*Instruction:* Swap "marker" for "pin" everywhere it occurs in the material below, and write the material out again with nothing else changed.

::::

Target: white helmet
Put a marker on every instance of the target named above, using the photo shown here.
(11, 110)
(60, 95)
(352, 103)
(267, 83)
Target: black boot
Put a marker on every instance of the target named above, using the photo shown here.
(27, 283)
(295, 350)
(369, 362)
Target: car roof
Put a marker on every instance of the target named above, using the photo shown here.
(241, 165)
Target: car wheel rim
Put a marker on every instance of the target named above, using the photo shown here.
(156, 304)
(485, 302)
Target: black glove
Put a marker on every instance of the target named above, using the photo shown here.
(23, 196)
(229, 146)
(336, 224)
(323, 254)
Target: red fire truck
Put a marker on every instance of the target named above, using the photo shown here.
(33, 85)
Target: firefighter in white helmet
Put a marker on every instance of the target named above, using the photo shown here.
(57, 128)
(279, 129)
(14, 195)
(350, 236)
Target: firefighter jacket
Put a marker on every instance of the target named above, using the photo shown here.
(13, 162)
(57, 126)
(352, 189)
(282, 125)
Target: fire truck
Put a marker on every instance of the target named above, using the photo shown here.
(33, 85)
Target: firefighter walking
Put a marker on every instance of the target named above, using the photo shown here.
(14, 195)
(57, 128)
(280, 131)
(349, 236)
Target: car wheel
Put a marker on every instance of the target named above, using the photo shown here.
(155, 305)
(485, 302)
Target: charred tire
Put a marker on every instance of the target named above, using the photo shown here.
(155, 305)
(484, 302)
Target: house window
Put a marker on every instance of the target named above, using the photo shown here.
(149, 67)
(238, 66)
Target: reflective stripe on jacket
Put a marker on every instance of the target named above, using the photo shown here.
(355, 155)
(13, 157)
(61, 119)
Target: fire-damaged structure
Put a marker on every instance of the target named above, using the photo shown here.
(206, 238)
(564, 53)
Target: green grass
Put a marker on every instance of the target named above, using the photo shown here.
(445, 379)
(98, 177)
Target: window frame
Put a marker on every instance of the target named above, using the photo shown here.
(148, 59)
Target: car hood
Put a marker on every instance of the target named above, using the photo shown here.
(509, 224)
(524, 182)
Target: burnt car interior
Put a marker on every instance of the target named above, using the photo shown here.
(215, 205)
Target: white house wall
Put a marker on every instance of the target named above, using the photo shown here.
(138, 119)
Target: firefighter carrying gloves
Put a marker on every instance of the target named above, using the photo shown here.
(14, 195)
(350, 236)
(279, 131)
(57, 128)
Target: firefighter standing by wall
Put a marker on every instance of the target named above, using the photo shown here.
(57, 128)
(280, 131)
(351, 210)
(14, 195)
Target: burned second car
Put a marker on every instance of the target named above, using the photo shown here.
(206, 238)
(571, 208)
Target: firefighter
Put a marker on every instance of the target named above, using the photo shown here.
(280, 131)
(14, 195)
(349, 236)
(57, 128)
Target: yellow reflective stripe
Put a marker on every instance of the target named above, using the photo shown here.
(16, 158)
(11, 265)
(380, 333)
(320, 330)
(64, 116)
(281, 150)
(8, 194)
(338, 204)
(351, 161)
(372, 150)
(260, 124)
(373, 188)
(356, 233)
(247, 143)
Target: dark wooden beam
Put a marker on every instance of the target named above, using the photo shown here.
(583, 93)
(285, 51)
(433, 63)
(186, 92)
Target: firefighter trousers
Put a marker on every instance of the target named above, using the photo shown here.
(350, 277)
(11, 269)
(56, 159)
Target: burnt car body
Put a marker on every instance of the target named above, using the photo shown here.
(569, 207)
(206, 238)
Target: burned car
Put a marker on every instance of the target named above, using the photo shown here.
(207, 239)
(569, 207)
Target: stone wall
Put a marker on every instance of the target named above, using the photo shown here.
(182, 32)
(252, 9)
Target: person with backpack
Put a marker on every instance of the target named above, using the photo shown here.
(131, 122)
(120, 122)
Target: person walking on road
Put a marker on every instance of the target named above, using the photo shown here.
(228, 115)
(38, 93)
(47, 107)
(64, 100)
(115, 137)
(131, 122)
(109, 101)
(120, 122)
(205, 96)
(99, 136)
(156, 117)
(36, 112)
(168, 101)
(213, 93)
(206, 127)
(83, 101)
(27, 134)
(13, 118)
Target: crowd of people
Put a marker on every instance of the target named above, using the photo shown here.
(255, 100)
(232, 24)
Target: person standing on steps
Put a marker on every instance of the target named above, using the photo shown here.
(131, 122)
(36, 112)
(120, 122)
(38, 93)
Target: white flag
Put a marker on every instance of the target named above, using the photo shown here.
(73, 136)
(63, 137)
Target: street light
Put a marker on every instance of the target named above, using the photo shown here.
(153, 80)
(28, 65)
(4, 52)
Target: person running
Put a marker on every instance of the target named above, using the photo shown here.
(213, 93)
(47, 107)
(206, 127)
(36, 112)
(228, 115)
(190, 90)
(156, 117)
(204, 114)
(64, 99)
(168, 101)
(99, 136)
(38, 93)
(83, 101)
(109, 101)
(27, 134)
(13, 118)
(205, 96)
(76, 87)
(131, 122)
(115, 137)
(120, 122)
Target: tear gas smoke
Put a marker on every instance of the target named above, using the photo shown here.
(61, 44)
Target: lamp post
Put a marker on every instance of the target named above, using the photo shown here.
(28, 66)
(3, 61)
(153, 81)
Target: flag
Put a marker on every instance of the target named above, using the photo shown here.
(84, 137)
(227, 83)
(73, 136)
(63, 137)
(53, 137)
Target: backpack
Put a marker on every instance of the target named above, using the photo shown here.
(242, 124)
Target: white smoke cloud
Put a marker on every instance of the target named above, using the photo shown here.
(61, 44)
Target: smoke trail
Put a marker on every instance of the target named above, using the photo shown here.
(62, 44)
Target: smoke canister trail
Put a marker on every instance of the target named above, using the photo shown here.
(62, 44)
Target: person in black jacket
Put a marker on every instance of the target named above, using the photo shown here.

::::

*Exercise response:*
Target: white helmet
Put a pin on every instance of the target named above, using the photo shown here.
(11, 110)
(60, 95)
(352, 103)
(267, 83)
Target: black boot
Put a pin on every instance of the target named above, using the photo shown here.
(27, 283)
(295, 350)
(369, 362)
Target: car roof
Put a pin on every instance of the target named above, using the photo shown here.
(241, 165)
Target: car wheel rim
Put a pin on every instance of the target named above, using the photo shown here.
(156, 304)
(485, 302)
Target: black glove
Put a pin on every instance of the target named above, using the photo shown here.
(23, 196)
(229, 146)
(336, 224)
(323, 254)
Target: red fire truck
Put a pin on every instance of the target named above, using the photo shown here.
(33, 85)
Target: firefighter in white helmet
Put a pin on every instance of the target named above, using the photo shown here.
(57, 128)
(279, 129)
(14, 195)
(350, 236)
Target: firefighter jacket
Put a pin on every instance of the target named above, using the photo shown here.
(13, 162)
(57, 126)
(352, 189)
(282, 125)
Target: fire truck
Put a pin on every instance of the target named above, using the photo shown here.
(33, 85)
Target: firefighter walking
Put a pin on every instance of the target named above, using the photo shown here.
(14, 195)
(57, 128)
(280, 131)
(349, 236)
Target: car wheel
Put a pin on every instance of the target named above, using the photo shown here.
(155, 305)
(485, 302)
Target: charred tire
Put a pin on every instance of the target named above, using the photo shown here.
(155, 305)
(484, 302)
Target: house window
Put a pin on every instance of the target named above, using the photo shown here.
(149, 67)
(238, 66)
Target: reflective stripe on jacket
Put a pin on every instance of the target named above, using the photo shown here.
(355, 155)
(13, 157)
(61, 119)
Target: fire-damaged structure
Put a pin on every instance of the target named above, using the photo shown here.
(206, 238)
(564, 53)
Target: green grass
Put a pin on every instance of the target named above, using the photo shown here.
(445, 379)
(98, 177)
Target: window frame
Put a pin on every instance of the target named above, using the photo shown here.
(148, 59)
Target: car hood
Put a pin on every instance of the target named above, using the photo shown here.
(509, 224)
(524, 182)
Target: burnt car interior
Put a pin on every instance of the target named above, using the photo shown here.
(215, 205)
Target: white house wall
Put a pin on every instance of the target named above, using the photo shown here.
(138, 119)
Target: firefighter carrying gloves
Put a pin on every instance of the target named above, using the photo shown here.
(14, 195)
(350, 236)
(279, 131)
(57, 128)
Target: firefighter standing by wall
Put a pin on every instance of the target named above, using the photo shown here.
(57, 128)
(280, 131)
(351, 210)
(14, 195)
Target: burned second car
Put a pin on every instance of the target named above, using the photo shown here.
(206, 238)
(571, 208)
Target: firefighter
Put a pin on every instance of the target named above, using the photo shown here.
(280, 131)
(14, 195)
(349, 236)
(57, 128)
Target: yellow reflective stripe
Put a pin on every instance of the target named above, using the photo shown here.
(16, 158)
(11, 265)
(380, 333)
(320, 330)
(64, 116)
(281, 150)
(8, 194)
(338, 204)
(351, 161)
(372, 150)
(260, 124)
(373, 188)
(356, 233)
(247, 143)
Target: dark wooden beam
Put a pin on every instance of the target named above, using the photo shown here.
(583, 93)
(285, 51)
(433, 63)
(186, 92)
Target: firefighter trousers
Put a pin on every instance of the target named above, using the photo shown here.
(350, 277)
(11, 269)
(56, 159)
Target: burnt car body
Put a pin on every instance of the target named above, using the photo shown here.
(569, 207)
(206, 238)
Target: burned car
Put a pin on every instance of the target named above, using the photo shown here.
(207, 239)
(569, 207)
Target: stone wall
Put a pin on every instance of the target named above, using the photo shown here.
(182, 32)
(252, 9)
Target: person with backpack
Put a pin on every instance of the target named above, using the photo shown here.
(131, 122)
(120, 122)
Target: person walking on road
Put a pin on every instance of the target named above, using the photo shown here.
(228, 115)
(38, 93)
(47, 107)
(64, 100)
(115, 137)
(131, 122)
(109, 101)
(120, 122)
(205, 96)
(99, 136)
(156, 117)
(36, 112)
(168, 101)
(213, 93)
(206, 127)
(83, 101)
(27, 134)
(13, 118)
Target: crowd of people
Put a pin on every instance of the target named above, using the photo shown here.
(255, 100)
(232, 24)
Target: person standing on steps
Put a pin on every instance of the target named above, using the photo shown here.
(131, 122)
(36, 112)
(120, 122)
(38, 93)
Target: white flag
Put a pin on every instance of the target named above, using the photo shown here.
(73, 136)
(63, 137)
Target: street light
Put a pin on every instance of the target named above, using the photo shown here.
(153, 80)
(28, 65)
(4, 52)
Target: person running
Put a pin on every instance of the target named above, using the photo shown here.
(213, 93)
(47, 107)
(206, 127)
(36, 112)
(228, 115)
(190, 90)
(156, 117)
(204, 114)
(64, 99)
(168, 101)
(99, 136)
(38, 93)
(83, 101)
(109, 101)
(27, 134)
(13, 118)
(205, 96)
(76, 87)
(131, 122)
(115, 137)
(120, 122)
Target: tear gas smoke
Put a pin on every instance of the target named above, using the photo shown here.
(61, 44)
Target: lamp post
Put a pin on every instance of the target named above, using the photo shown here.
(28, 66)
(3, 61)
(153, 81)
Target: flag
Put a pin on every instance of the target named above, using the photo shown here.
(84, 137)
(227, 83)
(73, 136)
(63, 137)
(53, 137)
Target: backpack
Put a pin on every instance of the target named above, using the photo shown here.
(242, 124)
Target: white smoke cloud
Put a pin on every instance of the target named above, using the photo shown here.
(61, 44)
Target: smoke trail
Put a pin on every instance of the target named above, using the photo shown here.
(62, 44)
Target: smoke canister trail
Put a pin on every instance of the target named above, using the photo shown here.
(62, 44)
Target: person in black jacket
Put a pin on every instance of the target named above, using the photo shown here.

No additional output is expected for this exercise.